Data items
····················
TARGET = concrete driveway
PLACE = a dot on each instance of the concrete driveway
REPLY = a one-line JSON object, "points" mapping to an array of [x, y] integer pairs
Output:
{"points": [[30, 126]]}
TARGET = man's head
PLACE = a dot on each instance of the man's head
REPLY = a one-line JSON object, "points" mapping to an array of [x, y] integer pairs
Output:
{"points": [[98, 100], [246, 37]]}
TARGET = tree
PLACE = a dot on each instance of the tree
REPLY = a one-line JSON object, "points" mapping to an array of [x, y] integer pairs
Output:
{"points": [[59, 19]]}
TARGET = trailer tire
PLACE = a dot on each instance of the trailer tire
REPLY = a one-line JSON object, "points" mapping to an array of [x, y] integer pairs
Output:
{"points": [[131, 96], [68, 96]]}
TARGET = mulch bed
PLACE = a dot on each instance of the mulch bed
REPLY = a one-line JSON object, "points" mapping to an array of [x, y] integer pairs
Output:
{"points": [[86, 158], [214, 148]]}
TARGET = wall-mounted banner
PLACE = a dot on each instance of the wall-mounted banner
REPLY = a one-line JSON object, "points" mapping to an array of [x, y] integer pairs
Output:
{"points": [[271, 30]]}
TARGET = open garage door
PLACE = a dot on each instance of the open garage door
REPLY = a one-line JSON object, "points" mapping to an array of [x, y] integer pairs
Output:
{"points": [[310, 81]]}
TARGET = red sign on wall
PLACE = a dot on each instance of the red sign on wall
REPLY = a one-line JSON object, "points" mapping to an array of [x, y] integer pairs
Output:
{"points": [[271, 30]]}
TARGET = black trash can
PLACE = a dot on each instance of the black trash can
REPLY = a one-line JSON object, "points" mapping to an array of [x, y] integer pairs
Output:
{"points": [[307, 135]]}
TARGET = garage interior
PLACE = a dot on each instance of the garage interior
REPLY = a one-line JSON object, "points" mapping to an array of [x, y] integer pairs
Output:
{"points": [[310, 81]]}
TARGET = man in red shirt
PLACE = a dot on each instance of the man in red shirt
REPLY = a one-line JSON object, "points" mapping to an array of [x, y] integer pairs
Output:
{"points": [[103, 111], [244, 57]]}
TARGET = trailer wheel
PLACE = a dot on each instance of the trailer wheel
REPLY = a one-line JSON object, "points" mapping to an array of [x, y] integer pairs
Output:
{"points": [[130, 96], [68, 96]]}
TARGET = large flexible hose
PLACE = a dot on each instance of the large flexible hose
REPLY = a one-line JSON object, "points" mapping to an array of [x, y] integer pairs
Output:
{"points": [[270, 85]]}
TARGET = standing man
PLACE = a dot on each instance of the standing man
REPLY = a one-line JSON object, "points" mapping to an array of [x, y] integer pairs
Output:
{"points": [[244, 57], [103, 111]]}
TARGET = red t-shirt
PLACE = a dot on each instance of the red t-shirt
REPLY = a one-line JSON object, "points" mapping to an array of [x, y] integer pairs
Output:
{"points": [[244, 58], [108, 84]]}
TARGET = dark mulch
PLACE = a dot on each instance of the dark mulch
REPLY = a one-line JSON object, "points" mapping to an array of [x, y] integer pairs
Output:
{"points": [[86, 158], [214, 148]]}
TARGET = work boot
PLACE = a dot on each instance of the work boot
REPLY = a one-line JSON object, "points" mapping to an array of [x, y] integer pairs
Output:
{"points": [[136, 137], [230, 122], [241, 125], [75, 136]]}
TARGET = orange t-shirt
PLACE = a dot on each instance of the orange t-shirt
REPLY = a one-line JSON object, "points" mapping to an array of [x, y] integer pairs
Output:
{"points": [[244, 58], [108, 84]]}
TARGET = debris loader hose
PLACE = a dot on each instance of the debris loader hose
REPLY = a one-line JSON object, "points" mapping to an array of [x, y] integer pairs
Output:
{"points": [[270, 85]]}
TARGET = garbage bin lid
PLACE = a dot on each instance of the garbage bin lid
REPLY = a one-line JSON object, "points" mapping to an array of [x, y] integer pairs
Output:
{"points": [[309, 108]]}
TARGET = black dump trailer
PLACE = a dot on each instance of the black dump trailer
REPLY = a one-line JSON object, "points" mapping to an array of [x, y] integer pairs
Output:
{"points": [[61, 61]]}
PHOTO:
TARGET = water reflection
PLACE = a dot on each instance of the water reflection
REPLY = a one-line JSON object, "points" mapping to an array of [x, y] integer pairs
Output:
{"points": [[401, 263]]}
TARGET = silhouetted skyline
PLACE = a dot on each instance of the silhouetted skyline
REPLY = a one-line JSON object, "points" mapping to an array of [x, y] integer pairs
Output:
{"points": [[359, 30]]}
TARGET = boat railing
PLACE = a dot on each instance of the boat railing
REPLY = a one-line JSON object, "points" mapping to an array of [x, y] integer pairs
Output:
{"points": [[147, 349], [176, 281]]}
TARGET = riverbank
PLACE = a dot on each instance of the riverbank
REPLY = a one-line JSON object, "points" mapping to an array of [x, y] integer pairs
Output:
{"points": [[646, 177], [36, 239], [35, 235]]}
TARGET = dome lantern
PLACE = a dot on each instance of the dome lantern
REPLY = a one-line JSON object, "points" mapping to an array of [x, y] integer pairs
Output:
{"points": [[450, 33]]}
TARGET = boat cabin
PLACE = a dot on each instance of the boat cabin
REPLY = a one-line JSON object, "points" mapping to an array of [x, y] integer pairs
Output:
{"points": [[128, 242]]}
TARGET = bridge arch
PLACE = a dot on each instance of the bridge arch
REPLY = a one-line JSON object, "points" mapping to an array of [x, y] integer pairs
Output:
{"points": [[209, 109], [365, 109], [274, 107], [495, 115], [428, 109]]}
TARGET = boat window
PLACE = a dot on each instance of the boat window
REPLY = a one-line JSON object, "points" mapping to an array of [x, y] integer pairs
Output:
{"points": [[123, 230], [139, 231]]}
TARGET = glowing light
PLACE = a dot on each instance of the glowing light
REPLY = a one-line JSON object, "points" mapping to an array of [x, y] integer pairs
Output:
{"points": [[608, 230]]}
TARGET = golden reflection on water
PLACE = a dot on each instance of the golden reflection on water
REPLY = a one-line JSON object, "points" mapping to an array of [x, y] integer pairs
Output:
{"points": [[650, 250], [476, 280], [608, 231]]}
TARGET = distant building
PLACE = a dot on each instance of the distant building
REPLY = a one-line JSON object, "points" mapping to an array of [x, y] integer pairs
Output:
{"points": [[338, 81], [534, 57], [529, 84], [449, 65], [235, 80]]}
····················
Given task
Type the material above out again, exactly.

Full solution
TARGET = concrete driveway
PLACE = a dot on each instance of the concrete driveway
REPLY = a one-line JSON object, "points" mapping to an array of [x, y] integer pairs
Output:
{"points": [[30, 126]]}
TARGET = man's head
PLACE = a dot on each instance of the man's head
REPLY = a one-line JSON object, "points" mapping to an array of [x, y] integer pairs
Output:
{"points": [[98, 100], [246, 37]]}
TARGET = tree
PLACE = a dot on each instance of the tree
REPLY = a one-line JSON object, "points" mapping to an array of [x, y] integer pairs
Output:
{"points": [[59, 19]]}
TARGET = trailer tire
PLACE = a dot on each instance of the trailer tire
REPLY = a one-line JSON object, "points" mapping to an array of [x, y] integer pairs
Output:
{"points": [[131, 96], [68, 96]]}
TARGET = mulch bed
PLACE = a dot on each instance of the mulch bed
REPLY = a one-line JSON object, "points" mapping to an array of [x, y] integer pairs
Output:
{"points": [[86, 158], [214, 148]]}
TARGET = wall-mounted banner
PLACE = a dot on each instance of the wall-mounted banner
REPLY = a one-line JSON object, "points" mapping to an array of [x, y] integer pairs
Output:
{"points": [[271, 30]]}
TARGET = open garage door
PLACE = a dot on each instance of the open garage door
REPLY = a one-line JSON object, "points" mapping to an array of [x, y] integer pairs
Output:
{"points": [[310, 81]]}
TARGET = red sign on wall
PLACE = a dot on each instance of the red sign on wall
REPLY = a one-line JSON object, "points" mapping to an array of [x, y] integer pairs
Output:
{"points": [[271, 30]]}
TARGET = black trash can
PLACE = a dot on each instance of the black trash can
REPLY = a one-line JSON object, "points" mapping to an array of [x, y] integer pairs
Output:
{"points": [[307, 135]]}
TARGET = garage interior
PLACE = a dot on each instance of the garage interior
REPLY = a one-line JSON object, "points" mapping to an array of [x, y] integer pairs
Output:
{"points": [[310, 81]]}
TARGET = man in red shirt
PLACE = a dot on each instance of the man in red shirt
REPLY = a one-line JSON object, "points" mapping to an array of [x, y] integer pairs
Output:
{"points": [[103, 111], [244, 57]]}
TARGET = trailer wheel
PLACE = a dot on each instance of the trailer wheel
REPLY = a one-line JSON object, "points" mapping to an array of [x, y] integer pairs
Output:
{"points": [[130, 96], [68, 96]]}
TARGET = large flexible hose
PLACE = a dot on each instance of the large flexible hose
REPLY = a one-line JSON object, "points" mapping to an array of [x, y] integer pairs
Output:
{"points": [[270, 85]]}
TARGET = standing man
PLACE = a dot on each instance of the standing man
REPLY = a one-line JSON object, "points" mapping to an array of [x, y] integer pairs
Output:
{"points": [[244, 57], [103, 111]]}
TARGET = red t-shirt
PLACE = a dot on each instance of the red t-shirt
REPLY = a one-line JSON object, "points" mapping to an array of [x, y] integer pairs
Output:
{"points": [[244, 58], [108, 84]]}
TARGET = dark mulch
PLACE = a dot on each instance of the dark mulch
REPLY = a one-line JSON object, "points" mapping to an array of [x, y] integer pairs
Output:
{"points": [[86, 158], [214, 148]]}
TARGET = work boot
PLACE = a dot on each instance of the work boot
REPLY = a one-line JSON object, "points" mapping to an array of [x, y] integer pairs
Output:
{"points": [[136, 137], [230, 122], [241, 125], [75, 136]]}
TARGET = orange t-shirt
PLACE = a dot on each instance of the orange t-shirt
REPLY = a one-line JSON object, "points" mapping to an array of [x, y] integer pairs
Output:
{"points": [[244, 58], [108, 84]]}
TARGET = debris loader hose
PLACE = a dot on each instance of the debris loader hose
REPLY = a one-line JSON object, "points" mapping to an array of [x, y] integer pairs
Output:
{"points": [[270, 85]]}
TARGET = garbage bin lid
PLACE = a dot on each instance of the garbage bin lid
REPLY = a one-line JSON object, "points" mapping to an array of [x, y] integer pairs
Output:
{"points": [[309, 108]]}
TARGET = black dump trailer
PLACE = a dot on each instance of the black dump trailer
REPLY = a one-line JSON object, "points" mapping to an array of [x, y] integer pairs
Output:
{"points": [[61, 61]]}
PHOTO:
TARGET = water reflection
PLACE = a dot on each instance of the water reflection
REPLY = a one-line JSON object, "points" mapping to an array of [x, y] integer pairs
Output:
{"points": [[401, 263]]}
TARGET = silhouetted skyline
PLACE = a dot on each instance of the silhouetted skyline
REPLY = a one-line JSON object, "points" mapping to an array of [x, y] integer pairs
Output:
{"points": [[359, 30]]}
TARGET = boat railing
PLACE = a dot on each instance of the boat railing
REPLY = a one-line JSON object, "points" mapping to an array of [x, y] integer pairs
Output:
{"points": [[147, 349], [176, 281]]}
TARGET = riverbank
PLACE = a dot on each instance of the riverbank
REPLY = a one-line JSON object, "points" mapping to an array of [x, y] integer pairs
Output:
{"points": [[646, 177], [36, 239], [35, 235]]}
TARGET = dome lantern
PLACE = a dot on each instance of the dome lantern
REPLY = a one-line JSON object, "points" mapping to an array of [x, y] integer pairs
Output:
{"points": [[450, 33]]}
TARGET = boat cabin
PLACE = a dot on each instance of the boat cabin
REPLY = a one-line JSON object, "points" mapping to an array of [x, y] integer pairs
Output:
{"points": [[128, 242]]}
TARGET = bridge arch
PLACE = a dot on each instance of the bridge arch
REPLY = a one-line JSON object, "points" mapping to an array of [x, y] integer pairs
Output:
{"points": [[209, 109], [365, 109], [274, 107], [495, 115], [428, 109]]}
TARGET = boat window
PLACE = a dot on each instance of the boat window
REPLY = a one-line JSON object, "points" mapping to an array of [x, y] integer pairs
Output:
{"points": [[123, 230], [139, 231]]}
TARGET = glowing light
PLACE = a dot on each instance of the glowing light
REPLY = a one-line JSON object, "points" mapping to an array of [x, y] integer pairs
Output:
{"points": [[608, 230]]}
TARGET = golden reflection on water
PLACE = a dot on each instance of the golden reflection on water
REPLY = a one-line JSON object, "points" mapping to an array of [x, y] integer pairs
Output:
{"points": [[650, 250], [476, 280], [608, 231]]}
TARGET = distant building
PLACE = a dot on each instance of the distant building
REPLY = a one-line JSON object, "points" mapping to an array of [x, y] integer pairs
Output:
{"points": [[338, 81], [534, 57], [529, 84], [449, 65], [235, 80]]}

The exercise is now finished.